(Objective):
Transcribe every line of the listing below without any deviation.

(Records for the exercise):

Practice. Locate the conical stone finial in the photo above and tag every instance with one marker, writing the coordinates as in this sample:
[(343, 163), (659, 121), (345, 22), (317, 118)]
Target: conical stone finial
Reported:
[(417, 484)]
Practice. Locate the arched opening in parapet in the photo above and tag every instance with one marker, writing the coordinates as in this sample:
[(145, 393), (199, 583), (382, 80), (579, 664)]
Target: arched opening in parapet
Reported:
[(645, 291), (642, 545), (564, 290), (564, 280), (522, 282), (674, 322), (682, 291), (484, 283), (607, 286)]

(The solution):
Practice. Locate the conical stone finial in the photo above and tag every instance with one marker, writing the coordinates as in this sample:
[(343, 163), (659, 121), (345, 22), (317, 118)]
Target: conical stone finial
Reported:
[(417, 484)]
Practice. Locate the arched opening in parapet in the photo above and tag every instance with one marker, writing the coordinates as in this sample:
[(145, 393), (199, 583), (382, 80), (579, 664)]
Target: arched opening in parapet
Reported:
[(645, 291), (642, 545), (564, 290), (564, 280), (522, 282), (674, 322), (682, 291), (484, 283), (607, 286)]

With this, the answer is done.